(Image point grounding data)
################

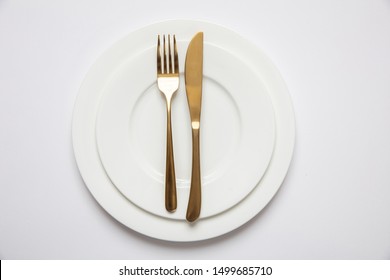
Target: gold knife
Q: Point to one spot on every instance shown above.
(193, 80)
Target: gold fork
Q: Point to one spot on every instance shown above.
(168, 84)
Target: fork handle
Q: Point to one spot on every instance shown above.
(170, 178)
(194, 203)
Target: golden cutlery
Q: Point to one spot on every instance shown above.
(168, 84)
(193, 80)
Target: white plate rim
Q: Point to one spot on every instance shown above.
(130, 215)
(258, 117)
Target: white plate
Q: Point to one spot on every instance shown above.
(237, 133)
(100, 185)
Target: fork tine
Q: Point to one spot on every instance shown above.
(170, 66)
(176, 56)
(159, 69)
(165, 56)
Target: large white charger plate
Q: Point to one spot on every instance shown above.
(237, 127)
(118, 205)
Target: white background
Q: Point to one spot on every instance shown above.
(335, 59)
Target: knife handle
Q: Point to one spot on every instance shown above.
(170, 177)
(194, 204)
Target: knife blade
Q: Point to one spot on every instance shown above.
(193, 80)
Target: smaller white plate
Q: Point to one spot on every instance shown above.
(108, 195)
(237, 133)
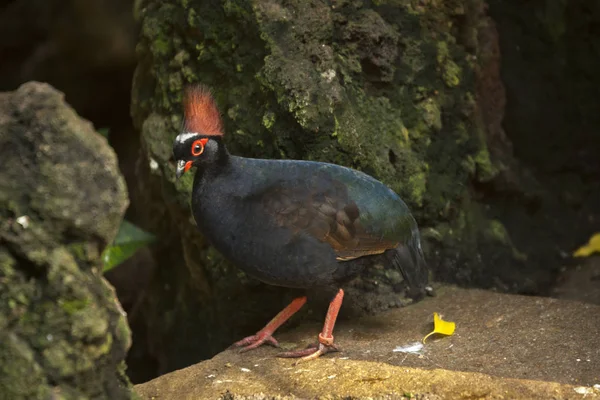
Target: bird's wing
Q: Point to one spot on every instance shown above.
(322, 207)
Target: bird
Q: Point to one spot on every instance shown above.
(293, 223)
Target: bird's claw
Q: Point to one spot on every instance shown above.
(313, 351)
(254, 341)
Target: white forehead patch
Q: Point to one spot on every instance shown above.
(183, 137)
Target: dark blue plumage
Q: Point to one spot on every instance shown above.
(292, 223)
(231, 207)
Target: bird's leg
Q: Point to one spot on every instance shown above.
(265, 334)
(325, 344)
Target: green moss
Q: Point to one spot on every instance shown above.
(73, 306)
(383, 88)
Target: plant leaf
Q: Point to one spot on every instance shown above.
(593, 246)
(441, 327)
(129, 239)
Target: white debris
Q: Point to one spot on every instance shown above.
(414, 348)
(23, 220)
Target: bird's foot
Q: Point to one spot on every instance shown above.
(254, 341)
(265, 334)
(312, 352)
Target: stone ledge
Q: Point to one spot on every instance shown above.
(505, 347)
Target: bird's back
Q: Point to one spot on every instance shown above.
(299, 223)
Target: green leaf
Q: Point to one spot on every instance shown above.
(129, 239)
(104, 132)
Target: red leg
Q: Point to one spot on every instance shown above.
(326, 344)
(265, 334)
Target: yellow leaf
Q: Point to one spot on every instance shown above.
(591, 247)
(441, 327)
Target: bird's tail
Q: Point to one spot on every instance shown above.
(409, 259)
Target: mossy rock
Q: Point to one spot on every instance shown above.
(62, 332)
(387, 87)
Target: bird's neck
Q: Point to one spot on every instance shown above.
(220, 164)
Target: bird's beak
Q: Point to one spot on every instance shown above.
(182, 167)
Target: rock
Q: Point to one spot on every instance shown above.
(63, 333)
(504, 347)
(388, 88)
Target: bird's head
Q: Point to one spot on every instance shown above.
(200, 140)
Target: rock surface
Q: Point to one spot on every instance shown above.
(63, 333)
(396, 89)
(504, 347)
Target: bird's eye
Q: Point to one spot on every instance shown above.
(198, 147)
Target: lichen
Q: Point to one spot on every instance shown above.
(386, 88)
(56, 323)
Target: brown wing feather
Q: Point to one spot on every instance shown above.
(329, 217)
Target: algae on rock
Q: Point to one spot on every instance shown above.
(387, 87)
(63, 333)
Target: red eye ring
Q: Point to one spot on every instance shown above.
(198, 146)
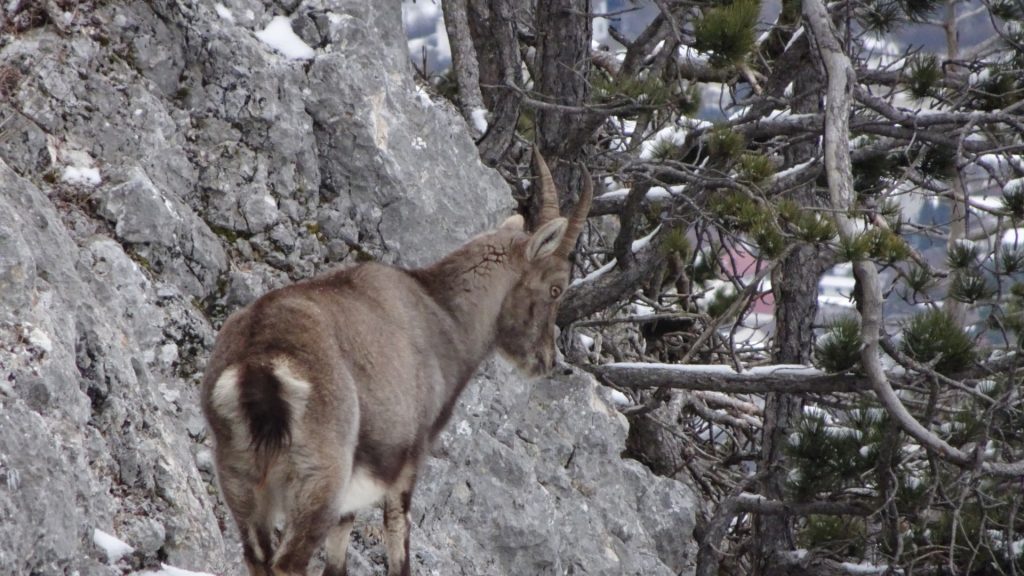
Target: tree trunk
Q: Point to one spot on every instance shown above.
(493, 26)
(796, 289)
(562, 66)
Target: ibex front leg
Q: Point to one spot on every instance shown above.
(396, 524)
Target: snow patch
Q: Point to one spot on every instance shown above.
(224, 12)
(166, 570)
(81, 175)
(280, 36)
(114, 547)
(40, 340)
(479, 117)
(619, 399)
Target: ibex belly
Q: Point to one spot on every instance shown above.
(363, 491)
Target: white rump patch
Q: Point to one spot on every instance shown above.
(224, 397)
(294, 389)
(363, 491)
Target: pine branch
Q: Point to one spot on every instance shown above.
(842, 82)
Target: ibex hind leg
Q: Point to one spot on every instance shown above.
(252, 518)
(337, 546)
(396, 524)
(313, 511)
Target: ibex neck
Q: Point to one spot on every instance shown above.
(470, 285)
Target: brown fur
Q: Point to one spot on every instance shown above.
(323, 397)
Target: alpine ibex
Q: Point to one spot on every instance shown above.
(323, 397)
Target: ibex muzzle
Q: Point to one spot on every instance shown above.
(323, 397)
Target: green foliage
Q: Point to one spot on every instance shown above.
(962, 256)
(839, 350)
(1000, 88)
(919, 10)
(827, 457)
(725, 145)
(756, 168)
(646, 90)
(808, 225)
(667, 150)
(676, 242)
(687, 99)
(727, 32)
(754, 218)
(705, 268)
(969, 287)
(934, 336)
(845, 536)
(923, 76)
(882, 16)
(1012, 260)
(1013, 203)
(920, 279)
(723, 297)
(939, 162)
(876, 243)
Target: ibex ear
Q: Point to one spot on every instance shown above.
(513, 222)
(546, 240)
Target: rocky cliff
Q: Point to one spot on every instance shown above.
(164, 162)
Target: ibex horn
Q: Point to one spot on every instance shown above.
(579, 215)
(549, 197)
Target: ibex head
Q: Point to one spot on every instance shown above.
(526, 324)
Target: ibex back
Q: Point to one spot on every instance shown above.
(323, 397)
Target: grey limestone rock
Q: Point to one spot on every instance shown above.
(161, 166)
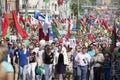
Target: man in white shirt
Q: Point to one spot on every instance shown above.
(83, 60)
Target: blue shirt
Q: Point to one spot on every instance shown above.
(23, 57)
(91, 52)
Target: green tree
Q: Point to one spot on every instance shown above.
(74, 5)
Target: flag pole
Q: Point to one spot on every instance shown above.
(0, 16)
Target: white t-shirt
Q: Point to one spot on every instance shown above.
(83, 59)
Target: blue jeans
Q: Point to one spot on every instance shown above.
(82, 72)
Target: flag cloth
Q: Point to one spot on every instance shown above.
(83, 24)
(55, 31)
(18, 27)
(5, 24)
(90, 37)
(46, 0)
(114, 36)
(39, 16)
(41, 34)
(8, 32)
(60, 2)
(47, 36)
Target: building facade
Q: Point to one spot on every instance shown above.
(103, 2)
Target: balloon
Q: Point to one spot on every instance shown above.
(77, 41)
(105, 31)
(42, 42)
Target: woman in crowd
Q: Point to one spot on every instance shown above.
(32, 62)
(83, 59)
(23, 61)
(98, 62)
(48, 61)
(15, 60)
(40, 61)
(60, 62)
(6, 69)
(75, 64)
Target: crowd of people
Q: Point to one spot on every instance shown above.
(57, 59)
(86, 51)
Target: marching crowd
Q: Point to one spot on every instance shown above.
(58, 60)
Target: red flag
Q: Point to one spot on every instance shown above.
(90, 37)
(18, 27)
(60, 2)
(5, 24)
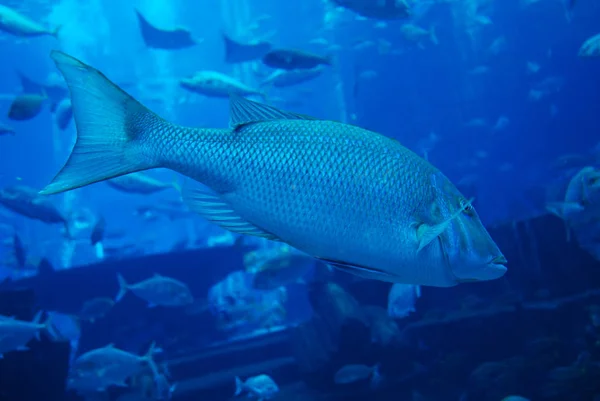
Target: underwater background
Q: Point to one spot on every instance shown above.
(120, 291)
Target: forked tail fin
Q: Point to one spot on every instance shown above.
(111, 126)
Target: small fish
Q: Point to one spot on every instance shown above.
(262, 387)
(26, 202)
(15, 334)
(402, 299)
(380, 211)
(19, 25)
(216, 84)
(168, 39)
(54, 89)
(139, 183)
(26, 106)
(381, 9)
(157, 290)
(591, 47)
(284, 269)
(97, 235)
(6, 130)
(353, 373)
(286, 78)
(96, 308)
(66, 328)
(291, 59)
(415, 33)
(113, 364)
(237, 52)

################

▶ ABOUT THIS EXERCISE: Only the lines above from the one with "Target: bird's claw" up to and including the one with "Target: dark blue plumage" should be repeated, exactly as written.

▶ SOLUTION FOR THIS TASK:
Target: bird's claw
Q: Point to one spot on every instance shown above.
(313, 351)
(254, 341)
Target: white forehead patch
Q: Point to one spot on every instance shown above.
(183, 137)
Target: dark blue plumage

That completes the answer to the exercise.